## [WHAT IS REQUIRED]
The lines to extract start at the one containing "Where can the black baseball" and end with the last line; give them exactly and nothing more.

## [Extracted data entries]
==================================================

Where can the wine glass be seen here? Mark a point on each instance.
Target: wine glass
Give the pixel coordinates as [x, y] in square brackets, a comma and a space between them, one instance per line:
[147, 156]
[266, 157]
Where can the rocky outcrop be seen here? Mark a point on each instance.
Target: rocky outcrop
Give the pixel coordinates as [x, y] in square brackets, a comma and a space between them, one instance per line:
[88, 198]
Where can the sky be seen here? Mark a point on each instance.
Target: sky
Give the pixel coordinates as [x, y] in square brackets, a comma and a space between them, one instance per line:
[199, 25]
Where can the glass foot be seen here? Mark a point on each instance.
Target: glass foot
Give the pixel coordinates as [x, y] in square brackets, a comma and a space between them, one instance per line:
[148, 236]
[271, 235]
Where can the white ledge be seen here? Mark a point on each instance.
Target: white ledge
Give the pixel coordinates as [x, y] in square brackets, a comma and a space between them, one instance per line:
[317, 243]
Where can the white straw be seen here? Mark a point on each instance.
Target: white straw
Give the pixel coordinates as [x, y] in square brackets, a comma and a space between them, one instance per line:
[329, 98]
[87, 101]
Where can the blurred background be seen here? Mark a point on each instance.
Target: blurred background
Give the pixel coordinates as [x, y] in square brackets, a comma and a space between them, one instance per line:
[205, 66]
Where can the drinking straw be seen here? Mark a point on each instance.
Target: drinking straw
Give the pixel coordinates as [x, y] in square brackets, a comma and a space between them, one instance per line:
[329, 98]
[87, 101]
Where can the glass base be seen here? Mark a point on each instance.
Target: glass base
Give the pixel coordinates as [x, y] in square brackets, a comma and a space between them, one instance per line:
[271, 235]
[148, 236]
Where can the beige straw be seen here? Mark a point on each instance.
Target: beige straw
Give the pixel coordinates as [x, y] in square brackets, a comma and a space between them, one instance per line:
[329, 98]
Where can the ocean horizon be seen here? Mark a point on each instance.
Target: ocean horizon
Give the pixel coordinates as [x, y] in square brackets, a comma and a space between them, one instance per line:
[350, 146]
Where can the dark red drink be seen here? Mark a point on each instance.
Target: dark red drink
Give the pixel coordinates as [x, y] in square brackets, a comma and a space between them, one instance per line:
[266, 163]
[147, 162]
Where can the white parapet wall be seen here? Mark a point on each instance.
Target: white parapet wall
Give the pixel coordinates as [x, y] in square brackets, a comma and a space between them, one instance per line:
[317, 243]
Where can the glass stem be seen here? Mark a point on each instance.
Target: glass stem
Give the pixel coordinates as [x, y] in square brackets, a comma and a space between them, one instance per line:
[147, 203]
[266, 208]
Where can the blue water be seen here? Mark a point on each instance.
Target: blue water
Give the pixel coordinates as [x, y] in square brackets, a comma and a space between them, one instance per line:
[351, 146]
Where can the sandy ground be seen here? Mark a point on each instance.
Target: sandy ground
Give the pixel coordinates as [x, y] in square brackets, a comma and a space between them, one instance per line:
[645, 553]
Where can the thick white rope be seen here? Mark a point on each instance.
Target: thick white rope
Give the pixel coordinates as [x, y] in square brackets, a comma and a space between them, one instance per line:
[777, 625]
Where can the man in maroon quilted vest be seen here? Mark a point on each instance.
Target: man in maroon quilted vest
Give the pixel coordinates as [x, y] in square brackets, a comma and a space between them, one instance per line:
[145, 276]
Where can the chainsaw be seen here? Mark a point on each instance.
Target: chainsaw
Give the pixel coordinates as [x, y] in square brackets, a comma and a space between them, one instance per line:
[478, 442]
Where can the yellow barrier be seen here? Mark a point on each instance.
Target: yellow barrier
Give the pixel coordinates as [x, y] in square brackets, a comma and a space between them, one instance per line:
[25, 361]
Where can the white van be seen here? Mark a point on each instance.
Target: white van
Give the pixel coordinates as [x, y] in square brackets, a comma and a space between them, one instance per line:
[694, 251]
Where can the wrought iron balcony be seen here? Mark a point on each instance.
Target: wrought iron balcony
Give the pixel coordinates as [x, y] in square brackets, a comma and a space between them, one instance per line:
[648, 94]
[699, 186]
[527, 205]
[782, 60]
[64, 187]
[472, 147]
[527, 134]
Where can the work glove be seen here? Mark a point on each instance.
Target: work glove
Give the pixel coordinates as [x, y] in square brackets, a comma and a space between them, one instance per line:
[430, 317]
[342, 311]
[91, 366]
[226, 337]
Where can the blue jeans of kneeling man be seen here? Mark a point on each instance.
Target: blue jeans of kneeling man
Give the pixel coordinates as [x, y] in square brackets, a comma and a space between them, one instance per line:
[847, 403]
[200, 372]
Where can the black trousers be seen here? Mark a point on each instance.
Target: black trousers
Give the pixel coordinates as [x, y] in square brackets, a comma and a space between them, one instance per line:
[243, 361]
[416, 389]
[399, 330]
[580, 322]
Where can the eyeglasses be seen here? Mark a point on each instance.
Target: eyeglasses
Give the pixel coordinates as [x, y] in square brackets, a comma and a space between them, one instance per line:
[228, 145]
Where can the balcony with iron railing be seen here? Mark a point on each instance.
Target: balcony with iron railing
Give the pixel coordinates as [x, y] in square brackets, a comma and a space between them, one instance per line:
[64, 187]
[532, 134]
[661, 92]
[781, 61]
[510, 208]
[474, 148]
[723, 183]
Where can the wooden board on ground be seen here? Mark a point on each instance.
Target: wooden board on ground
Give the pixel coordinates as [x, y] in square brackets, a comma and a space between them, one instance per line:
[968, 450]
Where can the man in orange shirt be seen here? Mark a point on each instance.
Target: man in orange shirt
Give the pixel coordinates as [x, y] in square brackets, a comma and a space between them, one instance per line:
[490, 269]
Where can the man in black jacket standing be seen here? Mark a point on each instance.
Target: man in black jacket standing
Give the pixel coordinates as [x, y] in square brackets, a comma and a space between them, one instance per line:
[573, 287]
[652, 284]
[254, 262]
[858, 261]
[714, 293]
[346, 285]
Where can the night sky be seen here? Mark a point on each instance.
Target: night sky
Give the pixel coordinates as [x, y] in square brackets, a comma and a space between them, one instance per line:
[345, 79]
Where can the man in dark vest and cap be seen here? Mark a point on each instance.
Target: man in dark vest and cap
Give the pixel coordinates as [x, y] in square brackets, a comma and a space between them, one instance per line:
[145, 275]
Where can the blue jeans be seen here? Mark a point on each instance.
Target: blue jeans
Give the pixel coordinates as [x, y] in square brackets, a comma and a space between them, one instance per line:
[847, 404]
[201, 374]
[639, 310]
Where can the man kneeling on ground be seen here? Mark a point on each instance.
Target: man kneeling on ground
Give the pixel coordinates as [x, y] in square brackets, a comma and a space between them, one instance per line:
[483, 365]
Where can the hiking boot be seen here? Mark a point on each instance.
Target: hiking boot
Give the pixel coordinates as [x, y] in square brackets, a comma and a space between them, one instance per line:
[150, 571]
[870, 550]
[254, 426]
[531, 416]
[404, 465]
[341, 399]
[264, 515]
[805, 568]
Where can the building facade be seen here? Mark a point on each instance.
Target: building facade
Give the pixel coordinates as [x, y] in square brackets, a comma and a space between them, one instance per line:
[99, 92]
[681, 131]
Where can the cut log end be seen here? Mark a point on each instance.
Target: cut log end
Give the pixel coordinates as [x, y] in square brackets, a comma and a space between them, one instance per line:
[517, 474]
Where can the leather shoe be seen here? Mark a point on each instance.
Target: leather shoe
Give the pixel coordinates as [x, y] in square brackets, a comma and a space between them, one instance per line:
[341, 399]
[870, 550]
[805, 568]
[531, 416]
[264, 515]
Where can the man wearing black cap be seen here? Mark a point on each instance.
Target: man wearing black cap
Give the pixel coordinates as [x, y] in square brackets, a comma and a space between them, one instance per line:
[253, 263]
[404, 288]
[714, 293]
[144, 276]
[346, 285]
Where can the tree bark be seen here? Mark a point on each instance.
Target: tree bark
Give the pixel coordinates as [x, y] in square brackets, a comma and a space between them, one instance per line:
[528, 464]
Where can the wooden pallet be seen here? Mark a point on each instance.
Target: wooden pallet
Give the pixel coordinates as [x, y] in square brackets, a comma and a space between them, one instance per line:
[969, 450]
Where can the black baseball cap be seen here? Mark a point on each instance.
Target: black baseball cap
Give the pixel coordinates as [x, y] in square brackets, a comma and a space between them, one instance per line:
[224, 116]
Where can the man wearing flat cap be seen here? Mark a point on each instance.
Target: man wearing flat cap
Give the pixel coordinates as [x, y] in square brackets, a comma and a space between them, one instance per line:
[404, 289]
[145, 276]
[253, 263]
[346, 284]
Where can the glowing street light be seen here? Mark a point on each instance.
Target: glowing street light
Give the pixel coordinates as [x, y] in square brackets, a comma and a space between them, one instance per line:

==================================================

## [REPLY]
Where can the black baseball cap be seen here? Mark a point on each instance.
Target: black baseball cap
Give the pixel coordinates as [x, y] in square brackets, a comma and a space between them, one instance per line:
[224, 116]
Where can the man wearing flat cap be seen here? Mark a point on each instance.
Target: man wearing flat cap
Give the pixel coordinates as [x, y] in square brackets, a comma and a space between them, one instance per line:
[404, 289]
[145, 276]
[253, 263]
[346, 284]
Where can the glowing street light be seen here? Mark a point on each instance.
Target: glowing street light
Give the pixel coordinates as [x, y] in square brackets, a comma and a space between them, one instance per line:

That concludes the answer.